>> BEGIN Given text

State of Intoxication at the Time of Sale
In an action based on a sale to a minor, it is not necessary to show that the minor was intoxicated at the time of the sale. Maldonado.
Where the cause of action is based on a sale to one other than a minor, it is necessary to show that the person is “visibly intoxicated” at the time of the sale. MCL 436.1801(3). See also MCL 436.1801(2). The requirement of “visibly” intoxicated dates back to a 1972 amendment to the act. See Hollis v Abraham, 67 Mich App 426; 241 NW2d 231 (1975); McKnight v Carter, 144 Mich App 623; 376 NW2d 170 (1985).
B. Causal Relationship Issues
Two issues of causal relationship may arise under the act: (1) whether the injury or damage was caused by the minor or visibly intoxicated person, and (2) whether the unlawful sale was a proximate cause of the plaintiff’s injury or damages.
(1) Injury Caused by a Minor or Visibly Intoxicated Person
The statute requires that the plaintiff “suffers damage or … is personally injured by a minor or visibly intoxicated person.” The issue suggested by this language is whether the visibly intoxicated person or minor caused the injury or damage. In some cases, it is contended that the injury was caused by someone or something else. Duma v Janni, 26 Mich App 445; 182 NW2d 596 (1970). Where the injury was not caused by the intoxicated person, the conclusion must also be that the sale was not a proximate cause of the injury. See discussion under 1(B)(2) Sale as a Proximate Cause of the Injury, infra.
(2) Sale as a Proximate Cause of the Injury
Before the 1972 amendment to the Dram Shop Act, which added the proximate cause requirement, the statute provided for an action against a licensee who “caused or contributed to the intoxication of said person or persons or who shall have caused or contributed to any such injury.”
Although this language remains a part of the statute, the question of the sale’s contributing to the intoxication is seldom an issue and is obscured by the current express requirement of a proximate cause relationship between the unlawful sale and the injury or damage.
Before the 1972 amendment, it apparently was not necessary to show that the unlawful sale was a proximate cause of the injury or damages. In Heikkala v Isaacson, 178 Mich 176, 182; 144 NW 508, 510 (1913), the court said: “[T]here was no question before the jury whether the intoxication of Lund was or was not the natural cause of the act which caused the injury. The act itself by a person intoxicated, to whom liquor has been sold unlawfully, fixes the liability for the damage upon the person furnishing the liquor which caused or contributed to the intoxication.” See also Brockway v Patterson, 72 Mich 122, 128; 40 NW 192, 195 (1888). (It should be noted, however, that several Michigan cases construed the pre-1972 version of the Dram Shop Act to require a causal connection between the unlawful sale and the injury. Rizzo v Kretschmer, 389 Mich 363, 370 n 4; 207 NW2d 316, 319 n 4 (1973); Durbin v K-K-M Corp, 54 Mich App 38, 58; 220 NW2d 110, 121 (1974).

>> END Given text
>> BEGIN Record list

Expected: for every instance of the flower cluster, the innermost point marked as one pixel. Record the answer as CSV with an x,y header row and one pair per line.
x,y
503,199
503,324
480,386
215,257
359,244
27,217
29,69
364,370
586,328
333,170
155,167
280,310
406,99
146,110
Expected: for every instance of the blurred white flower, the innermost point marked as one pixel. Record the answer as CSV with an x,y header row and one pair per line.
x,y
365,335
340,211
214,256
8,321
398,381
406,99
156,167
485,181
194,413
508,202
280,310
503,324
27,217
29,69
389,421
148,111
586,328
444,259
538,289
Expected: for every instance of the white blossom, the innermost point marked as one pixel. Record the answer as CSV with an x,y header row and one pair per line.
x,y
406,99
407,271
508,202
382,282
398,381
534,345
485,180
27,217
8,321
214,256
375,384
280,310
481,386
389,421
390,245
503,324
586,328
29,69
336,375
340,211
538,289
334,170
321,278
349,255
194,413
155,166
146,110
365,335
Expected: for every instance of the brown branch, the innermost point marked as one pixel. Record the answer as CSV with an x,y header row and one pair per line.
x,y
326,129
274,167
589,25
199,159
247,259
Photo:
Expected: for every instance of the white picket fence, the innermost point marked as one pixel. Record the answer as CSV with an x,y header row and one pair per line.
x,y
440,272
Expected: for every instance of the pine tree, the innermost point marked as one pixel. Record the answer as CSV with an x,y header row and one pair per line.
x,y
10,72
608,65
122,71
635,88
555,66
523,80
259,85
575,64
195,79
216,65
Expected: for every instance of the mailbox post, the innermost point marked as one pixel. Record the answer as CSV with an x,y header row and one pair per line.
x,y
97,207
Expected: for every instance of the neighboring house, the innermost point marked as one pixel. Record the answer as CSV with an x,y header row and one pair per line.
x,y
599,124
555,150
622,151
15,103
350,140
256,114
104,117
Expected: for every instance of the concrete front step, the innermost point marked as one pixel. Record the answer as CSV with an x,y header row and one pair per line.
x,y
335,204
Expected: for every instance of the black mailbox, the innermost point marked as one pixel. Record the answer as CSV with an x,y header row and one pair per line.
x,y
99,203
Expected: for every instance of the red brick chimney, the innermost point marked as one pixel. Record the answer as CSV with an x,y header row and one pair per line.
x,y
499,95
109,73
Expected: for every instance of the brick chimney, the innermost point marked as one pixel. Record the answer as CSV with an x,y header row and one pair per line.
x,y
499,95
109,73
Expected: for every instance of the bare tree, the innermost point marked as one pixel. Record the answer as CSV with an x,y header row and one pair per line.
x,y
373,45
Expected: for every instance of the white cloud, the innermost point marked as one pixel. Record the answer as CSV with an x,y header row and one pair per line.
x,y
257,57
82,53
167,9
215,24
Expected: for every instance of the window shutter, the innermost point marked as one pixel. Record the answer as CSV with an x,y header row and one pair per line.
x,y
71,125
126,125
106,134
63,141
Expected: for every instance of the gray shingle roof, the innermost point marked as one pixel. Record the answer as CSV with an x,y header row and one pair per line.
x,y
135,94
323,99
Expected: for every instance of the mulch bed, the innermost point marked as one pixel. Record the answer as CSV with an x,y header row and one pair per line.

>> END Record list

• **Written request 1**:
According to the excerpt on dram shop liability, in what year was the amendment that added the proximate cause requirement to the act?
• **Written request 2**:
From the excerpt on dram shop liability, reproduce the passage starting at "Although this language" and ending at "and the injury or damage.".

• **Task response 1**:
1972

• **Task response 2**:
Although this language remains a part of the statute, the question of the sale’s contributing to the intoxication is seldom an issue and is obscured by the current express requirement of a proximate cause relationship between the unlawful sale and the injury or damage.